EXERCISE:
What you write must be the listing below in full, word for word, minus its pictures.

DATA FOR REVIEW:
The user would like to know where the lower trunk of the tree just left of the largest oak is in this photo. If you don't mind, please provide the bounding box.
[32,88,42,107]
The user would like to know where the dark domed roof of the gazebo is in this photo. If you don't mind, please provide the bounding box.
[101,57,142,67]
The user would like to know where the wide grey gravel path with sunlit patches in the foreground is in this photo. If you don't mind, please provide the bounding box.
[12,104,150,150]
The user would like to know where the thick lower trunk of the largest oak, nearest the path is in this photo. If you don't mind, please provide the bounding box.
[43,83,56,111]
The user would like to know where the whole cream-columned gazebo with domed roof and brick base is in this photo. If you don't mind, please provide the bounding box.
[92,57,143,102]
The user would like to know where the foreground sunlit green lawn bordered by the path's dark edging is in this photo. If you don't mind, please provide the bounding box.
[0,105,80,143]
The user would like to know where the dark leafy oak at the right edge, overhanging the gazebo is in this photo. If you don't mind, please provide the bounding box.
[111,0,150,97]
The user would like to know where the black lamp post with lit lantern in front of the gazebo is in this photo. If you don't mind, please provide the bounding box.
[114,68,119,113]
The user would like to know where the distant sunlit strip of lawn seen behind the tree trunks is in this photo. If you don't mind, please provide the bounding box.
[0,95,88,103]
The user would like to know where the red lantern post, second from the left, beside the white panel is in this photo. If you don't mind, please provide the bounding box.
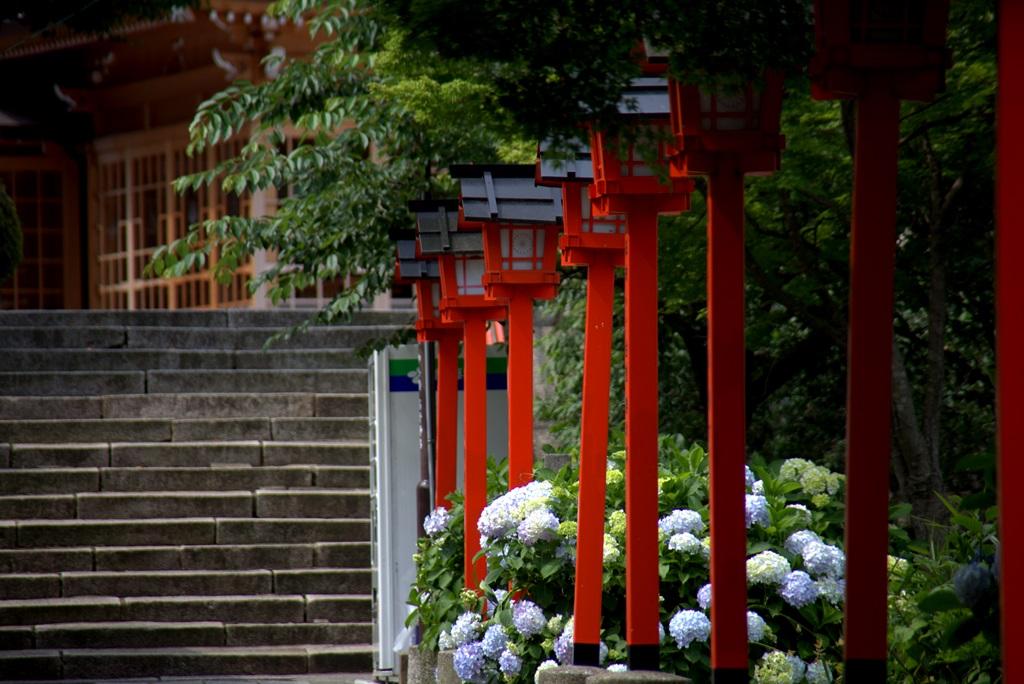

SOLUTION TO THE PROBLEM:
The user would like to know where the lower trunk of the tree just left of the largest oak is in this photo. If you don't mind, please provide the bounding box.
[32,88,42,107]
The user would like to know where the dark domed roof of the gazebo is in this photo. If you don't mind, please provide the bounding box.
[101,57,142,67]
The user would like to know where the wide grey gravel path with sunlit patches in the foreground is in this photo. If you don't mind, please provide the bounding box.
[12,104,150,150]
The user would like to know where the thick lower trunk of the largest oak, nearest the path is in this photo. If you don't mind, please provide the bounding box.
[43,83,56,111]
The user would like to know where the whole cream-columned gazebo with domed roof and brick base is in this photo. If you don't mind, please provide the bounding box.
[92,57,143,102]
The user would like to know where the foreground sunlit green lawn bordered by the path's dark edging is in this photo. If you don't mind, please provide the bounding box.
[0,105,80,143]
The user would like to know where the dark leafy oak at the right edge, overhanging the gazebo is in this photo. If you don't mind, please provide the bounding box.
[111,0,150,97]
The user would like to know where the black lamp post with lit lantern in front of the gazebo is in this photo. If you don't mind, please provide the bounding box.
[114,68,119,113]
The user would like to know where the distant sunlit strip of lawn seen behind the tree trunks is in this photo. If you don't mind, please provide the bounding box.
[0,95,88,103]
The user would like to know where the red lantern post, second from the left, beside the white panel is in this photo. If you don't mind, please provide the bounding box.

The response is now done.